# What this task involves
Set down the records once more, please, exactly and with the pictures left out.

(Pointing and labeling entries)
▬▬▬

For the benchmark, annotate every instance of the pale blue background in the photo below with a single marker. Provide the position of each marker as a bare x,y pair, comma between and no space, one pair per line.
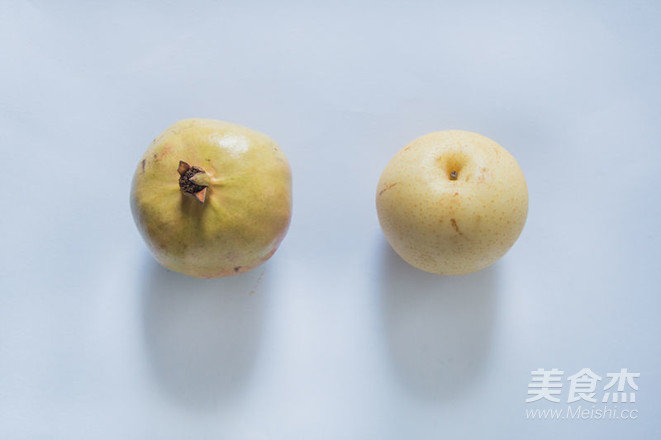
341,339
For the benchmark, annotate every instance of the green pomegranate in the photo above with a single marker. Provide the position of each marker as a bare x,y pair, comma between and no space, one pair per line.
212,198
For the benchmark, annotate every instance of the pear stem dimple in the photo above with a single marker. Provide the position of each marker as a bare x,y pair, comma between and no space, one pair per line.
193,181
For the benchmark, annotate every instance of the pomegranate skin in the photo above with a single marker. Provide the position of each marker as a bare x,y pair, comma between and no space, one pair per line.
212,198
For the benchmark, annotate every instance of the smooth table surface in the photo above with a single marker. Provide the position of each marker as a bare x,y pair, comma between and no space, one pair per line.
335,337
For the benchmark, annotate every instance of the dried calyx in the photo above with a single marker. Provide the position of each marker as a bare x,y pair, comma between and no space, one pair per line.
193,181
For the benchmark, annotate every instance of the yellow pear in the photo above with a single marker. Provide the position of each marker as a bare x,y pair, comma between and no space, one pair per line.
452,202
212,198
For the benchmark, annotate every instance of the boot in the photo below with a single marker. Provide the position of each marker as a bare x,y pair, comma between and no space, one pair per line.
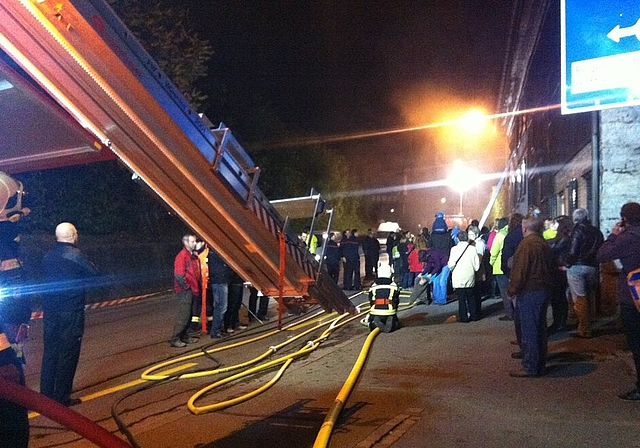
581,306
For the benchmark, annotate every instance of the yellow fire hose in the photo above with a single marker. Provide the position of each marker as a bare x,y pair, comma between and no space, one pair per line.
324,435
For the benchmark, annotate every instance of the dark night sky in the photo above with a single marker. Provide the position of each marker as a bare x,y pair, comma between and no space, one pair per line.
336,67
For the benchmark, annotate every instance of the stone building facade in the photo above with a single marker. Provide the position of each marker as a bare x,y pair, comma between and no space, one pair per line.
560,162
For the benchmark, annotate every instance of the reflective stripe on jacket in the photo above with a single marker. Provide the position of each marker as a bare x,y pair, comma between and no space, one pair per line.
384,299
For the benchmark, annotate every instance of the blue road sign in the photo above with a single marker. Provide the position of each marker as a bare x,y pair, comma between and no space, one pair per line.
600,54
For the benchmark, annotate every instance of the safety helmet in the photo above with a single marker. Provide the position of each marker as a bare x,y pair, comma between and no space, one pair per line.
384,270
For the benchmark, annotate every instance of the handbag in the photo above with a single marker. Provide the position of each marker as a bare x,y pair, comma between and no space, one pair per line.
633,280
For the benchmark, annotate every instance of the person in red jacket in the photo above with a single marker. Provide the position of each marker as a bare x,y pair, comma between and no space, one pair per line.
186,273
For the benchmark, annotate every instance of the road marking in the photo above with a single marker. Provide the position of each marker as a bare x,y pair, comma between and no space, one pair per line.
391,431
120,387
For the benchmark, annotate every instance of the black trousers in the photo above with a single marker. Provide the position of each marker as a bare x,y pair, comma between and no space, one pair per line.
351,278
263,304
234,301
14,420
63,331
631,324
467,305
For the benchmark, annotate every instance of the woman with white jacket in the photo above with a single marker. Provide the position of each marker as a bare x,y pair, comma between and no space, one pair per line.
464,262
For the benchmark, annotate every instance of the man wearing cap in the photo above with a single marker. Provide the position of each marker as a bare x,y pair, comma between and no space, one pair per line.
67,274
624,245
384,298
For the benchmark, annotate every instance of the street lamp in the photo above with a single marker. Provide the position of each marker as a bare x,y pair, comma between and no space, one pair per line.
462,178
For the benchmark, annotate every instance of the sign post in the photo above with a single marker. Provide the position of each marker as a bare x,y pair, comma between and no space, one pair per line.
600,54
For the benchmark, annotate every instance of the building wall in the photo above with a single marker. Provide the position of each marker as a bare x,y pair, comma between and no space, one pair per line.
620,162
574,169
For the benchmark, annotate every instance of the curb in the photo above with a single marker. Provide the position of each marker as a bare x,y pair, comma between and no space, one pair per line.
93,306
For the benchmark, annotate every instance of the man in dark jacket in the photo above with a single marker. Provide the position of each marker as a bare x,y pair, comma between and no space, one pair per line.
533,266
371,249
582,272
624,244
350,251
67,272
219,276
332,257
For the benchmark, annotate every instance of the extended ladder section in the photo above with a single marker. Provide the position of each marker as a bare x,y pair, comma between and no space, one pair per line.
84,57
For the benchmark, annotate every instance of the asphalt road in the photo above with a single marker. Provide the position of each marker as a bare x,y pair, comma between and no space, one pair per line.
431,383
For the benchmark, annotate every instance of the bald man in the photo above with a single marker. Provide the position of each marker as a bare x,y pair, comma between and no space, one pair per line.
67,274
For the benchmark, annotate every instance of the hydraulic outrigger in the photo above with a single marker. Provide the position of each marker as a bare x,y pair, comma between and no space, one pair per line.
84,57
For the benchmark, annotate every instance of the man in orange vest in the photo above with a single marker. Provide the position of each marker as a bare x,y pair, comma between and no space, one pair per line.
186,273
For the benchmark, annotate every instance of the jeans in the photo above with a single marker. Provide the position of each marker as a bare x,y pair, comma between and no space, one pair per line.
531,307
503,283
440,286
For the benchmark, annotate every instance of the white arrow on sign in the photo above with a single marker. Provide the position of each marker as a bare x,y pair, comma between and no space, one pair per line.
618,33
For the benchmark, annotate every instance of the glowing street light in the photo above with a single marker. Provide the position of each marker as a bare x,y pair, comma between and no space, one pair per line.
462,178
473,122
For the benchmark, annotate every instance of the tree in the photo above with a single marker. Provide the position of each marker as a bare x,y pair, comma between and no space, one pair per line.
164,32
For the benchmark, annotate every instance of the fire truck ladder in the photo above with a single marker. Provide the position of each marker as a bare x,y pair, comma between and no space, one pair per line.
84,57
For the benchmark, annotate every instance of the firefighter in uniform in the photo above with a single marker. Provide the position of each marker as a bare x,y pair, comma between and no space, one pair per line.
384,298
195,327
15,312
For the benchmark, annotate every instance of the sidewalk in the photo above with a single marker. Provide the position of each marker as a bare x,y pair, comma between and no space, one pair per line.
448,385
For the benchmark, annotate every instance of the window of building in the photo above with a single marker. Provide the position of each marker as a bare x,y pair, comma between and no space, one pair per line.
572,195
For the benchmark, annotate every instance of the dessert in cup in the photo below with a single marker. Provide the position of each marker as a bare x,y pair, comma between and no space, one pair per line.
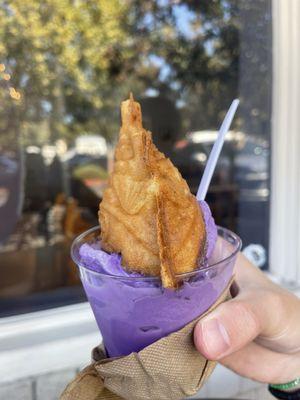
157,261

▬▬▬

# The answer
For the benchmark, annotate every instance of the pale blue background in the photo below with a single marker. Provide the position of each marker as a bare x,y pair, comma between and no space, one pair per line.
341,339
For the benchmark, annotate every instance of the green pomegranate in the photo above with a single marker. Provide the position of each marker as a bare x,y pair, comma between and no space, one pair per line.
212,198
For the benchmark, annotate every instance of the pear stem dimple in the photo above with a single marker. Provide the position of each marker as a bare x,y pair, comma between and no space, one pair per line.
193,181
For the benchmark, annotate every instance of the pomegranate skin in the photo above with a single marker. Provide the position of each marker as a bare x,y pair, comma between and no space, one pair per line.
212,198
For the benchmark, annotate every instance of the smooth table surface in the photo above with a single marker. Provide the position of each marker as a bare x,y pair, comma between and no space, one pair per line.
335,337
For the benchmark, annotate every instance of the dried calyx in the photo above with a single marker. Provide the position of each marker as a bare x,y pair, comma between and no space, one pair per line.
193,181
For the benchmark, annotate every instance of the yellow pear in the photo above with a single marker. Provide the position of each marker as a bare x,y pair, comma between and no space, one pair per line.
452,202
212,198
For the benchmark, annotate every instance of the boot in the photo below with a single marker. Provide the position of each marker as a bare x,y pair, comma between and no space, one pair per line.
581,306
For the benchmark, annotate every instance of the yellow fire hose in the photo above with a single marker. Provide the position of each marker as a bare x,y pair, comma between and no space, one pair per line.
324,435
For the benchmark, annotate every instance of the dark night sky in the photo above with a single marker. Provide the position of each marker as a bare x,y pair, comma between and no space, one pair per line.
336,67
For the benchmark, annotate every instance of the stone building facade in the photo above with a single marker. Provide the position of each marker as a bare x,y pair, comma between and no space, one pair per line.
560,162
For the benchmark, annotate every instance of the reflective stripe on jacket in the photo above with a single marker. Provide the position of each marker as a bare x,y pair, comma between and no space, one pair per line.
384,299
For the benchmark, annotate every instance of the blue road sign in the photo above with a single marker. Provide the position of each marker as a bare x,y pair, comma between and no space, one pair per line.
600,54
For the benchmark, annotate every instance of the safety helmet in the photo above with a single marker. Provide the position of each marker as a bare x,y pair, comma between and no space, one pair per line.
384,270
For the benchmark, annotate every instance of the handbag in the photo above with a single marker. Provide the position of each marker as a bare x,y pair, comma between and no space, one pair per line.
633,280
For the benchmark, annotate every instance of the person in red jacket in the photo above with a single marker. Provide the position of each marker as a bare x,y pair, comma between and no space, one pair per line.
186,273
For the benchmark, annotate every instance of the road marking in the photo above with a single marker. Provide the position of each marker as a bare x,y pair, comma between and no space, one pair per line.
391,431
120,387
For the benchmark, annotate every instance of the black trousers in the photo above with a single marker. Provide the position of each marker as a bare x,y pair, comma between and no space, one pair per line.
351,278
263,304
234,301
14,420
63,331
631,324
467,305
For the benchmark, annotate every instance of the woman with white jacket in the photo above with a single marker. Provide the position of each marker as a bare x,y pair, comma between and no space, one pair per line.
464,262
For the benchmark, annotate every instance of the man wearing cap in the photo above with a single marker. Provide the position of each marker as a bare x,y pair, comma between and no space, one pair per line.
67,274
624,245
384,298
For the benchmark, annotate every instance of the street lamp in the photo above with a single marker. Provide the position of each marker as a bare x,y pair, comma between and no space, one pair per line.
462,178
For the benchmark, annotate every instance of the sign post in the photo above with a single marker. Provide the position of each marker as a bare x,y pair, comma between and no space, one pair per line.
600,54
For the benchmark, annotate every instance of the building wall in the photo above with a single marker. Provide the position of each marker as a bare x,y pair, comma between and no space, one pair per line.
620,162
574,169
For the benchmark, annotate every instance of the curb in the photo above with a single marker. Provide the position of each marker as a bare x,y pair, comma between and no space, one pair per line.
93,306
For the benchmark, annotate every instance of the man in dark jacket in the photo above with a single marker. Provide the position of each marker as a bare x,y pair, comma between and no space, one pair per line.
533,266
371,249
582,272
624,244
350,251
67,272
219,276
332,257
For the benchmark, annotate every instance of the extended ladder section in the photo above with a single marker. Provide the position of each marker as a bare x,y pair, comma between and no space, one pair per line.
84,57
For the benchmark, annotate every instance of the asphalt road in the photo above with a single marker. Provide the position of each marker as a bare x,y pair, comma between and no space, one pair per line.
431,383
For the benchmark, annotate every instance of the bald man in the photo above with a single marker. Provide the position of each marker as a bare x,y pair, comma between and no space, one pair per line.
67,274
For the benchmark, annotate every instance of the hydraulic outrigger in the photo above with a single marker. Provide the position of each marker as a bare x,y pair, comma between and no space, one pair per line.
84,57
For the benchmark, annotate every instance of the man in orange vest in the photo above with a single marker. Provide the position of each marker as a bare x,y pair, comma between and no space, one pair per line.
186,273
For the benchmark, annotate every instance of the jeans in the photo above with a single marker. Provide the position of each marker as a bare x,y pair, comma between and no space, one pair per line.
531,307
503,283
440,286
For the benchmark, annotate every instance of the white arrow on sign in the photo above with a single marker. Provide the position of each marker as a bare x,y pair, comma between and no space, one pair per line.
618,33
For the benchmark, annotate every instance of the glowing street light in the photo above with a single marker. Provide the position of each marker as a bare x,y pair, comma between and no space, one pair per line.
462,178
473,122
For the benchmark, annotate every instance of the tree in the photo above with a single marker. Provide the position of each marker as a bare x,y pair, comma between and no space, one pair per line.
164,32
For the benchmark, annotate every instance of the fire truck ladder in the photo above with a single marker. Provide the position of each marker as a bare x,y pair, comma between and no space, one pair per line.
84,57
For the benchmark, annotate every instance of the firefighter in uniform in the photo above with a single marker. Provide the position of each marker as a bare x,y pair, comma between and no space, one pair per line.
384,298
195,327
15,312
For the benchmark, annotate every instance of the sidewalk in the photo above with a single marker. Provide the position of each marker as a bare x,y pair, comma between and no space, one pair per line.
448,385
For the benchmark, annotate every instance of the window of building in the photo above with a single marker. Provide the position of each marker as a bare x,y pair, comma between and no space, one pair per line.
572,195
For the benchmark, annotate every instance of the dessert in cup in the photo below with a single marker. Provide the position of each marker as a bare x,y pair, comma between and no space, one pair per line.
157,261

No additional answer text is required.